TAREFA A REALIZAR => Copie na íntegra o texto abaixo, sobre a escrita e a poesia, sem alterar qualquer palavra ou sinal de pontuação.

EXCERTO SELECIONADO =>
----------------

Queria re-ser papel escrevinhado, porque re-ser papel gasto é ser dono de vontades e de infinitos, é ser dono de coisas que nem dono têm. Re-ser folha rabiscada por tinta clara é saber abraçar o universo e ter ao colo todas as estrelas. Re-ser assim, caderno promovido a confidente, é saber juntar a Lua e o Mar, é ALuaMar.
Brincar com as palavras é fazer música dentro de nós, é deixarmo-nos habitar por algo novo, é ver das alturas o que sempre vimos do chão, é a vertigem a que nos arranca o mais frio arrepio e nos deixa re-ser tudo.
Procurar contar a uma página em branco o que se sempre viveu em nós ou o que procuramos, quando palmilhamos o mundo, é o maior desafio.
É por isso, e nada mais, que depois de se re-ser folha de papel pintada com emoções que se deixam levar pela tinta, re-somos nós mesmos (mas mais leves, muito mais leves).

segunda-feira, 3 de agosto de 2009

a poesia (dentro de mim)

«Pensava que uma das poucas qualidades que tinha era a ausência de inveja. Não é verdade. Invejo os poetas. O que eu queria mesmo, o que mais queria neste mundo, o que mais desejava mas não tenho talento, era ser poeta.» (António Lobo Antunes)
Não sei quantos anos tinha, não me recordo se estava eu sentada a ler um livro ou na carteira da escola, se numa viagem de carro, se numa das conversas intermináveis à volta da mesa da cozinha. A única coisa que me lembro foi de, instintivamente, se ter desenhado um sorriso nos meus lábios, um leve sorriso, para que ninguém descobrisse o segredo que nascia em mim, no momento em que me apercebia da imagem mais poética que alguma vez me deram a conhecer. Resumida estava, naquela imagem, na mesma fracção de segundo, a fragilidade e a brutalidade dos seres, a magia da natureza, a força da vontade, tudo o que, no mundo, poderia existir de mais antagónico e de mais próximo.

----------------

SECÇÃO DE DADOS =>
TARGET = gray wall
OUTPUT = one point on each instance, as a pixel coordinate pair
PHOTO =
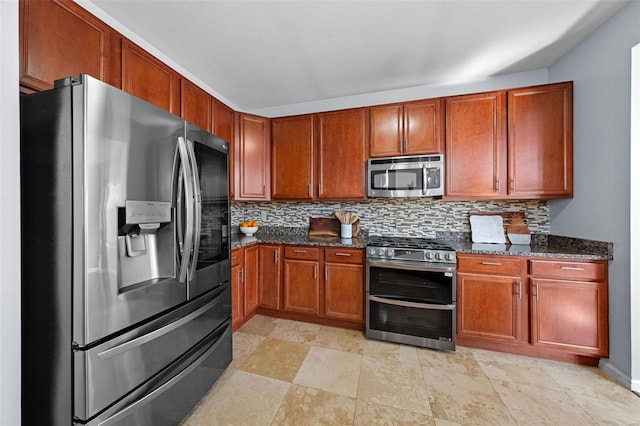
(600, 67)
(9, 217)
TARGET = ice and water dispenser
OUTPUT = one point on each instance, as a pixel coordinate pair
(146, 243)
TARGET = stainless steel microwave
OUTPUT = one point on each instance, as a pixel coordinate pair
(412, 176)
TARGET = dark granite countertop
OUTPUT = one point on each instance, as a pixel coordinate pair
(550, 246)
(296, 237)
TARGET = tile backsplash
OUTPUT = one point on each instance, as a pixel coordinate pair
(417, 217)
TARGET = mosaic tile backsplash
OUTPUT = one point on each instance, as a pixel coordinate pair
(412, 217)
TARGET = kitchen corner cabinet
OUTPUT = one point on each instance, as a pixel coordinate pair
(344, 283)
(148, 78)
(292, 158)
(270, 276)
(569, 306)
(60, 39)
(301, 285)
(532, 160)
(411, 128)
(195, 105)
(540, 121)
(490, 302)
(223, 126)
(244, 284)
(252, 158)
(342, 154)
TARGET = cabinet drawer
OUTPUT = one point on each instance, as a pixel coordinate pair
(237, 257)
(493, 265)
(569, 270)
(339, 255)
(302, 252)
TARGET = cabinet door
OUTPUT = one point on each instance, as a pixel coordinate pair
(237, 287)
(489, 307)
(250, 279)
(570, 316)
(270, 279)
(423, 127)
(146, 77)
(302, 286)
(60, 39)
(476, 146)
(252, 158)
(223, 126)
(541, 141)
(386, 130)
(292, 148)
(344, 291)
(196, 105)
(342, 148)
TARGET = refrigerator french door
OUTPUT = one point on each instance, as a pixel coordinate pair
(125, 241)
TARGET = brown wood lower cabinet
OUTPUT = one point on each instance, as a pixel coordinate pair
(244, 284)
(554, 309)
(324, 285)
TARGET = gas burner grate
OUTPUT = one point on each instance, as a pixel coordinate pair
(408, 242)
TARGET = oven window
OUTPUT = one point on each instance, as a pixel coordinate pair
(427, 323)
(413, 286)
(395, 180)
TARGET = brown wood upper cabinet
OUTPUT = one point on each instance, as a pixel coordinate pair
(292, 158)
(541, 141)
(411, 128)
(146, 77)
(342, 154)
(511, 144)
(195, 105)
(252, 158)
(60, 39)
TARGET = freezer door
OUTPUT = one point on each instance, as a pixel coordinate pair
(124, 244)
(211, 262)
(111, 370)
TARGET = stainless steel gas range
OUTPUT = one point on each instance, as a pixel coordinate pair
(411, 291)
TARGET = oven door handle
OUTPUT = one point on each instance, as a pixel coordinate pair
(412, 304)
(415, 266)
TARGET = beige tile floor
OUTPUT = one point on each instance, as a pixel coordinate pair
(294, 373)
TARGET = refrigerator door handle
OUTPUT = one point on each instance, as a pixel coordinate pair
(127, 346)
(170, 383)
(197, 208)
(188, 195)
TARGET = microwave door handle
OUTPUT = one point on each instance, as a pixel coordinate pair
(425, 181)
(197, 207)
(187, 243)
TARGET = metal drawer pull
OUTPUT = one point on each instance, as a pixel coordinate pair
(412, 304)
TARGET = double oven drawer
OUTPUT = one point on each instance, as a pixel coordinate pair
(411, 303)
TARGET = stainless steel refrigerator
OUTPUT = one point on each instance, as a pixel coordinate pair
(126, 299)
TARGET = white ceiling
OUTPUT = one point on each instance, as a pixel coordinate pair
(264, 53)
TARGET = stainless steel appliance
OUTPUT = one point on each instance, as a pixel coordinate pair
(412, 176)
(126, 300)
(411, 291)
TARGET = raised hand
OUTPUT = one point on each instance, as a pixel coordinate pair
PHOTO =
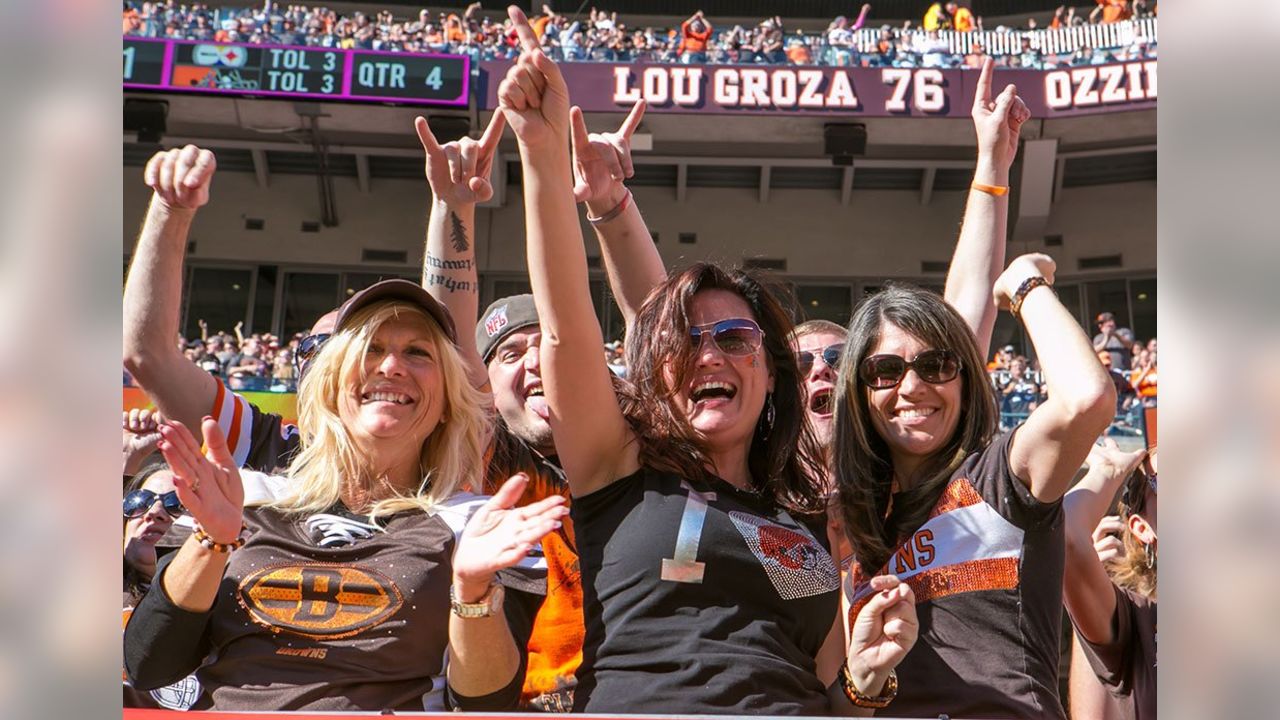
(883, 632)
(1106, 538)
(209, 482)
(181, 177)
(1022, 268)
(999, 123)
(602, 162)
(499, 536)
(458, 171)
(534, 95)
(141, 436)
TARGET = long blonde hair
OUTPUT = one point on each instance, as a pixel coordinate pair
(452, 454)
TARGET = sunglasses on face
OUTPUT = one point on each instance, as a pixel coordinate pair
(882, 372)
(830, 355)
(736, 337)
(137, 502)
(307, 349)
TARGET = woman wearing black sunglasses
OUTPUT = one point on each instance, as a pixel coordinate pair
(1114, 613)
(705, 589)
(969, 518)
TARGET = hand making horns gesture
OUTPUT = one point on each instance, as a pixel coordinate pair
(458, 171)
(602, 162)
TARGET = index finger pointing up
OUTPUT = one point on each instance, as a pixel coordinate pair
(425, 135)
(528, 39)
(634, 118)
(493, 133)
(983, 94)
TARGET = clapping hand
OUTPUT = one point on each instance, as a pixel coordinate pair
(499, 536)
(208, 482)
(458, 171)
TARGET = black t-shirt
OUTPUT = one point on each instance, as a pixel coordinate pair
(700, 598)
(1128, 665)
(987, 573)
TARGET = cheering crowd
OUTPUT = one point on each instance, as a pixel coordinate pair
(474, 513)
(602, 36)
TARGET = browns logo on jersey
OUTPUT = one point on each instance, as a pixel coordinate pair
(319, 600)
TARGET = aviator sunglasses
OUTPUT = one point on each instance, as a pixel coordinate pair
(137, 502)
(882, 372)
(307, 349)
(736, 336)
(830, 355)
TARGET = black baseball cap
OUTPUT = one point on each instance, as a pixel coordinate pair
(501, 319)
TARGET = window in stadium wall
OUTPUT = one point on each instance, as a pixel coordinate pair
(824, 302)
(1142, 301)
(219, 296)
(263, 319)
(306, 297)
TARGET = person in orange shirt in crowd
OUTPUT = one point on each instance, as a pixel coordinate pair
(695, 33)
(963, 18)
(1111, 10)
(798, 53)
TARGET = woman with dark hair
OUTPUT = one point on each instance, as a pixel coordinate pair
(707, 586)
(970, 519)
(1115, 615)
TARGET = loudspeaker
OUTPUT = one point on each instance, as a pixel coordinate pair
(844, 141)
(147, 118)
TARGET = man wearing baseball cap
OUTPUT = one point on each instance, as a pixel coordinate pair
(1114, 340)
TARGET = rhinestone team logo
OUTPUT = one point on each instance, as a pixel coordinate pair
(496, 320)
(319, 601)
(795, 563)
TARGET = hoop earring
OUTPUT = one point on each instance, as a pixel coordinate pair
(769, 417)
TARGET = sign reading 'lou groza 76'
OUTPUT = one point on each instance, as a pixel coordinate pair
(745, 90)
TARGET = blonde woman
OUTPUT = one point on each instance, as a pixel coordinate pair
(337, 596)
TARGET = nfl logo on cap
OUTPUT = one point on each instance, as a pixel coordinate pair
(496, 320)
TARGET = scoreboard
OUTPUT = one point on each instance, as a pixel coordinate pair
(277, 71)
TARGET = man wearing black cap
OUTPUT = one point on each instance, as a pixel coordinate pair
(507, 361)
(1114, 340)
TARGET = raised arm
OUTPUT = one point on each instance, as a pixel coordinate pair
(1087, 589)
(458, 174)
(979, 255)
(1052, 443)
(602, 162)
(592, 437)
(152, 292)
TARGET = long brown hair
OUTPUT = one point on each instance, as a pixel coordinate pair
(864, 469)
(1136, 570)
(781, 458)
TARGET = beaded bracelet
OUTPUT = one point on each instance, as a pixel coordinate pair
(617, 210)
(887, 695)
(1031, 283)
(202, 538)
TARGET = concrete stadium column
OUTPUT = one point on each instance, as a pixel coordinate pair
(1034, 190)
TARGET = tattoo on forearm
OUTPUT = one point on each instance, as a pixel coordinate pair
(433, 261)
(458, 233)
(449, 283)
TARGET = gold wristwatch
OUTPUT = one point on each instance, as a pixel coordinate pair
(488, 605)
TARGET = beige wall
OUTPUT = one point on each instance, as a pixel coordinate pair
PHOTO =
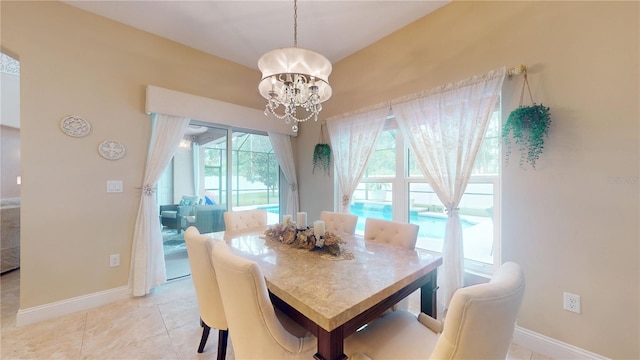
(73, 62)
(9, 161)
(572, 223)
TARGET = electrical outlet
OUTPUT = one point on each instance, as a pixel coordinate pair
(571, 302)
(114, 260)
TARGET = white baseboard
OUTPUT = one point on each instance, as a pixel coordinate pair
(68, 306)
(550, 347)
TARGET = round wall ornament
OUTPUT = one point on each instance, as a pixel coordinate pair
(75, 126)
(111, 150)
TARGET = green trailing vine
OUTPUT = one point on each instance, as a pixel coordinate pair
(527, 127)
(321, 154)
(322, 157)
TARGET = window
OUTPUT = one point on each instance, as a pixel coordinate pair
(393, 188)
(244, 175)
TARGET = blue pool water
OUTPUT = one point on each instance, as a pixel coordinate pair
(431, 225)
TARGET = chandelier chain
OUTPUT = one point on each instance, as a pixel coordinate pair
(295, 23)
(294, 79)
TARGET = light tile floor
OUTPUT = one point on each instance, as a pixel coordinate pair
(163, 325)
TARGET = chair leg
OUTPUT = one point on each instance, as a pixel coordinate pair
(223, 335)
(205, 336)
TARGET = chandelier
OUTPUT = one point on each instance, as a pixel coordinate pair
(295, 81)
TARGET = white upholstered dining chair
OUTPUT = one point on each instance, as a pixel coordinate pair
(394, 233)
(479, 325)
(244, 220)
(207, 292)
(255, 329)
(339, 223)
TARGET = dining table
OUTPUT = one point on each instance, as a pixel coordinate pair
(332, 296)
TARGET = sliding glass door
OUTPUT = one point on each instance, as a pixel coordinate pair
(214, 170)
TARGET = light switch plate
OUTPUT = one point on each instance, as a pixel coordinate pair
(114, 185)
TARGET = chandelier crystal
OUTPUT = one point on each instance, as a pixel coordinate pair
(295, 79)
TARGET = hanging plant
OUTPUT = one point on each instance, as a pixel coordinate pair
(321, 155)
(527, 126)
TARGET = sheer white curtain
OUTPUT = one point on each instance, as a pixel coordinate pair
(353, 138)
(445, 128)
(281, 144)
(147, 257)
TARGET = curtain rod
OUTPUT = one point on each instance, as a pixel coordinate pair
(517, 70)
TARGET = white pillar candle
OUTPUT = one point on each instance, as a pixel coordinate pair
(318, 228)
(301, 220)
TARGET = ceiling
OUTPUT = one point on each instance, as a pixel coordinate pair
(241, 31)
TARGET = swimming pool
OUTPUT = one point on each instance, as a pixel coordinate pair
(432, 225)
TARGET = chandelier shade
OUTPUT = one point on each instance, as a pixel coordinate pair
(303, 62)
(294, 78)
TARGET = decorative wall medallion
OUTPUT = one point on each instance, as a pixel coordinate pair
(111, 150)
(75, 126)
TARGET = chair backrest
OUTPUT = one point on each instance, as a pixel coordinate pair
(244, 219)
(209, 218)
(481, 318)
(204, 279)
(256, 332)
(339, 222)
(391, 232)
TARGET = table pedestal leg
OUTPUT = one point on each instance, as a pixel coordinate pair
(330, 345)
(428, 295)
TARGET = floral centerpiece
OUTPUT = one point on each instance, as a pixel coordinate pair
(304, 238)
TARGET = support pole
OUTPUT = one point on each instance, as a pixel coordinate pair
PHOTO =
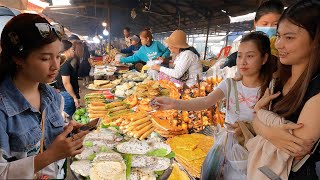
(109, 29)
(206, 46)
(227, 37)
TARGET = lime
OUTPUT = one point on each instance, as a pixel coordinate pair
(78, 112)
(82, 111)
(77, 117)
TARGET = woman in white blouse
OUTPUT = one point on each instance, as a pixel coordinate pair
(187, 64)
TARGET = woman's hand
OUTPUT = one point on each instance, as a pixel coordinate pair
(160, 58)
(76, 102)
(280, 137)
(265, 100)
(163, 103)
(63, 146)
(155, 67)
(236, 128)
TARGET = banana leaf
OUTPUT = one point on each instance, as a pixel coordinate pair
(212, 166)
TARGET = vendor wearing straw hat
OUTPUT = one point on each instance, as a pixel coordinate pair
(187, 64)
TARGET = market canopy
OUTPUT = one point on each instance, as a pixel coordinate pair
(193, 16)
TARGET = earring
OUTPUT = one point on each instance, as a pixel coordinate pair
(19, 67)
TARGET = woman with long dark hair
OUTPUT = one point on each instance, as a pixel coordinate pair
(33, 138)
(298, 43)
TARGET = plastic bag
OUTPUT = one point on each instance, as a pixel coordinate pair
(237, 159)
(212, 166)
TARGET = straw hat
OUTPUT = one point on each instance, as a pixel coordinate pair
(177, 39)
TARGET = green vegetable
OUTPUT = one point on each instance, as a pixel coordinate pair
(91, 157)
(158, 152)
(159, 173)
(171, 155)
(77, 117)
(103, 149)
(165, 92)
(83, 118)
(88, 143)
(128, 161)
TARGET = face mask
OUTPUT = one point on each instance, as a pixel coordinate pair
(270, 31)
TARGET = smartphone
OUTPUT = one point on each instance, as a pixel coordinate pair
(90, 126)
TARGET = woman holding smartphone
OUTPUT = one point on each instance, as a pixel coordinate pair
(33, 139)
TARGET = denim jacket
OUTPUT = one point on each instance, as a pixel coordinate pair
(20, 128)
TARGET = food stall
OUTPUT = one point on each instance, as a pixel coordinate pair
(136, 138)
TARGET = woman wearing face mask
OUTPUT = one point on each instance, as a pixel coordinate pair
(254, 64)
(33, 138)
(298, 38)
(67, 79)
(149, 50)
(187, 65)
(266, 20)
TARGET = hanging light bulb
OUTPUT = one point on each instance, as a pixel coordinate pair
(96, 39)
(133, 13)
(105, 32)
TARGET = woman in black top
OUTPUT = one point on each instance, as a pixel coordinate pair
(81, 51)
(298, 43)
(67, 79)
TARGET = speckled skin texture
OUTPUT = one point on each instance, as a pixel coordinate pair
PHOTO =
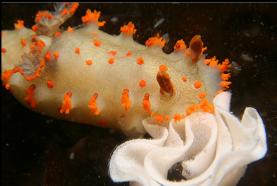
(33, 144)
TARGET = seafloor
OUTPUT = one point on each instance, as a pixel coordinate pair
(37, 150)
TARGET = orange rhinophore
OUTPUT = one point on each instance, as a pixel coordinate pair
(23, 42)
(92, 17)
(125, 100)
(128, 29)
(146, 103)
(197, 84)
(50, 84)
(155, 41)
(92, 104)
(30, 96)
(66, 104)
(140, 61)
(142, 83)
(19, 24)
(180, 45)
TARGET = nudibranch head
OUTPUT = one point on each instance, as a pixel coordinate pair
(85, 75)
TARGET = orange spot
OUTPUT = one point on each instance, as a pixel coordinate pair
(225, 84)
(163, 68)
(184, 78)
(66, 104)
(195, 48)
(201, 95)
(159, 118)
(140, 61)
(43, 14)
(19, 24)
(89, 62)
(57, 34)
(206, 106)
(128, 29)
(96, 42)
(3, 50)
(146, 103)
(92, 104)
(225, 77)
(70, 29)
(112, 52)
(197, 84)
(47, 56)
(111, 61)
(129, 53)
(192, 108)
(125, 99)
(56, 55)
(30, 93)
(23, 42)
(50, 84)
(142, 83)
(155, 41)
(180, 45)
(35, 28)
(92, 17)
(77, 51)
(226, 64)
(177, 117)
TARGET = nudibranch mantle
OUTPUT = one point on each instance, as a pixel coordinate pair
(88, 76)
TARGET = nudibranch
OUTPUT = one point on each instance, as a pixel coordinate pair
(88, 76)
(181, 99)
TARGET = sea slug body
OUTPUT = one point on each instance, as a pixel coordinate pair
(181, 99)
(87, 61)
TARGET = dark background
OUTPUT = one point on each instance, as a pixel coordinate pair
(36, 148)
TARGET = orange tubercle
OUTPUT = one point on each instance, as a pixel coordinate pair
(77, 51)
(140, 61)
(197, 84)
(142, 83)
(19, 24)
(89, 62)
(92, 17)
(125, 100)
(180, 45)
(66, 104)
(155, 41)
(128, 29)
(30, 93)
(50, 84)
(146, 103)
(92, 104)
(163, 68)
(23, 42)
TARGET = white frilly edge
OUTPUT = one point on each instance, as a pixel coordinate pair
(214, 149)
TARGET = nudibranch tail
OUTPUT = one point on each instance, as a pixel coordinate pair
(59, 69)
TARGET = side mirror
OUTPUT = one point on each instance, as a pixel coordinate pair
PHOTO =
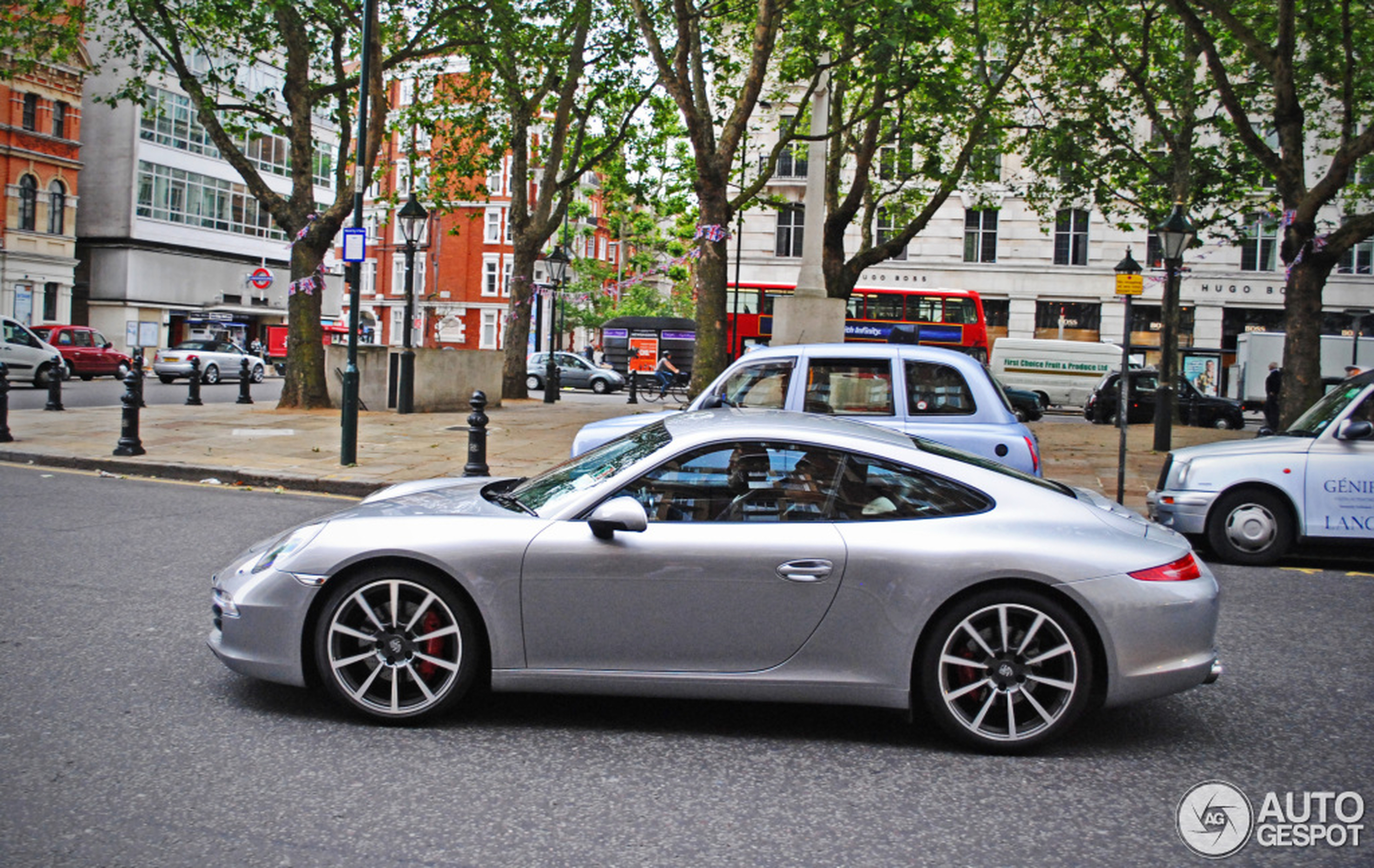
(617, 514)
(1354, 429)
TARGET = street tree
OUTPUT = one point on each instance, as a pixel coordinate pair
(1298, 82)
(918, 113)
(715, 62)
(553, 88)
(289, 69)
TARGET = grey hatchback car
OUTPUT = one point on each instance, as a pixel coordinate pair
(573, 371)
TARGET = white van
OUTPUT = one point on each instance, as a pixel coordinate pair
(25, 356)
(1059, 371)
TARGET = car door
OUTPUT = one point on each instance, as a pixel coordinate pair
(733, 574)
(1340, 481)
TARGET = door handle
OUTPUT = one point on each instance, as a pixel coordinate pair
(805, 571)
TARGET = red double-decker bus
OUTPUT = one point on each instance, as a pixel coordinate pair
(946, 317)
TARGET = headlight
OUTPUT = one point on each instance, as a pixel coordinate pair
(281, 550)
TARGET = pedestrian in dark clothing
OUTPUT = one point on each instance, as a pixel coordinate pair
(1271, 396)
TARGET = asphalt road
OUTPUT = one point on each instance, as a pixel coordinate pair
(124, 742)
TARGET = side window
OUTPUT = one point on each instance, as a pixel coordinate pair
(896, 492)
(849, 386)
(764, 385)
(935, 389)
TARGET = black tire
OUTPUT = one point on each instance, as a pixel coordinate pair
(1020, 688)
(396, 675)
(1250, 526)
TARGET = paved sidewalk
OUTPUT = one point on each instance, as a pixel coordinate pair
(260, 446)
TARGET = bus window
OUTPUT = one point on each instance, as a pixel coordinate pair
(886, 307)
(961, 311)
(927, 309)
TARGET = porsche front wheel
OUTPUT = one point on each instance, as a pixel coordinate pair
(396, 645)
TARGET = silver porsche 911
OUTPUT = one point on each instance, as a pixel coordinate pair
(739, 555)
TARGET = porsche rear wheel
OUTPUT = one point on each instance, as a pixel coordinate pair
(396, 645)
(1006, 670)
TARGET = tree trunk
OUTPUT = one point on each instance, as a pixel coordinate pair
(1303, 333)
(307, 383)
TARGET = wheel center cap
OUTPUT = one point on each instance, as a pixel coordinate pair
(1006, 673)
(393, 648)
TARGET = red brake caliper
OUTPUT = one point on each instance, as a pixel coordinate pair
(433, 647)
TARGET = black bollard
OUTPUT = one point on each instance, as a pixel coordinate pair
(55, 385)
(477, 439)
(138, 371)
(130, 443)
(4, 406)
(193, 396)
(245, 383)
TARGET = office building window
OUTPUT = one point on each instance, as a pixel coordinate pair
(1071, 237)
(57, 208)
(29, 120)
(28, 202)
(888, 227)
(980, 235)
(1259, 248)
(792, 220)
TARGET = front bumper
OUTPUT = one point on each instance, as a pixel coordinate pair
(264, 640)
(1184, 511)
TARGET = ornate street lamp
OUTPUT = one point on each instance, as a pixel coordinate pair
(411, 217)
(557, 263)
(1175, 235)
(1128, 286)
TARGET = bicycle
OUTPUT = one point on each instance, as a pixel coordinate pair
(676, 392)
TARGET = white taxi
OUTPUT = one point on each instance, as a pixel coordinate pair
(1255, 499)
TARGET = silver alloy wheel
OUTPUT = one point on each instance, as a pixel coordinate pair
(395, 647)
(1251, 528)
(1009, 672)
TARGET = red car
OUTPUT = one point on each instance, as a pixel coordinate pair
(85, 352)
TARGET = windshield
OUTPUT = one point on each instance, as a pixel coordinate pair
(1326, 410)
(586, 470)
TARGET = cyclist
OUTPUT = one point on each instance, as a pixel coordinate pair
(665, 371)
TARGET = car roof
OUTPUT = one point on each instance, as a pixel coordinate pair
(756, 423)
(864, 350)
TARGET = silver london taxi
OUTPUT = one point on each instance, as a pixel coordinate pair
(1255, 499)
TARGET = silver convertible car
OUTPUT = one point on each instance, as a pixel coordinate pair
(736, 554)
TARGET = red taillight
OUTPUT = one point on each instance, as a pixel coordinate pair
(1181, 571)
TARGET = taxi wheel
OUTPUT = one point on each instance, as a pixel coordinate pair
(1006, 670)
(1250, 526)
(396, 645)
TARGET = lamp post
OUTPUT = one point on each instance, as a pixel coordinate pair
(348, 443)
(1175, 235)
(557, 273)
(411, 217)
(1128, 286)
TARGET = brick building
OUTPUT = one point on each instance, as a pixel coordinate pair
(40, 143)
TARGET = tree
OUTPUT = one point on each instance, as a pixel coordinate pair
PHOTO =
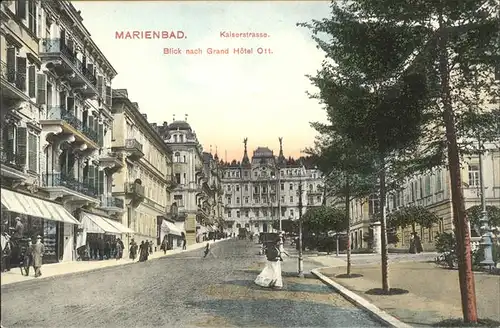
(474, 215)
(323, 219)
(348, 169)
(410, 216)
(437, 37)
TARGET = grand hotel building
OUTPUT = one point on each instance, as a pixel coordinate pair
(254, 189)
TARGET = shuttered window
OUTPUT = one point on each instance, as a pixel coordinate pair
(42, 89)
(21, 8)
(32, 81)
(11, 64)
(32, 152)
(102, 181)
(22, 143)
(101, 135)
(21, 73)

----------------

RESPOSTA AO EXERCÍCIO =>
Queria re-ser papel escrevinhado, porque re-ser papel gasto é ser dono de vontades e de infinitos, é ser dono de coisas que nem dono têm. Re-ser folha rabiscada por tinta clara é saber abraçar o universo e ter ao colo todas as estrelas. Re-ser assim, caderno promovido a confidente, é saber juntar a Lua e o Mar, é ALuaMar.
Brincar com as palavras é fazer música dentro de nós, é deixarmo-nos habitar por algo novo, é ver das alturas o que sempre vimos do chão, é a vertigem a que nos arranca o mais frio arrepio e nos deixa re-ser tudo.
Procurar contar a uma página em branco o que se sempre viveu em nós ou o que procuramos, quando palmilhamos o mundo, é o maior desafio.
É por isso, e nada mais, que depois de se re-ser folha de papel pintada com emoções que se deixam levar pela tinta, re-somos nós mesmos (mas mais leves, muito mais leves).

segunda-feira, 3 de agosto de 2009

a poesia (dentro de mim)

«Pensava que uma das poucas qualidades que tinha era a ausência de inveja. Não é verdade. Invejo os poetas. O que eu queria mesmo, o que mais queria neste mundo, o que mais desejava mas não tenho talento, era ser poeta.» (António Lobo Antunes)
Não sei quantos anos tinha, não me recordo se estava eu sentada a ler um livro ou na carteira da escola, se numa viagem de carro, se numa das conversas intermináveis à volta da mesa da cozinha. A única coisa que me lembro foi de, instintivamente, se ter desenhado um sorriso nos meus lábios, um leve sorriso, para que ninguém descobrisse o segredo que nascia em mim, no momento em que me apercebia da imagem mais poética que alguma vez me deram a conhecer. Resumida estava, naquela imagem, na mesma fracção de segundo, a fragilidade e a brutalidade dos seres, a magia da natureza, a força da vontade, tudo o que, no mundo, poderia existir de mais antagónico e de mais próximo.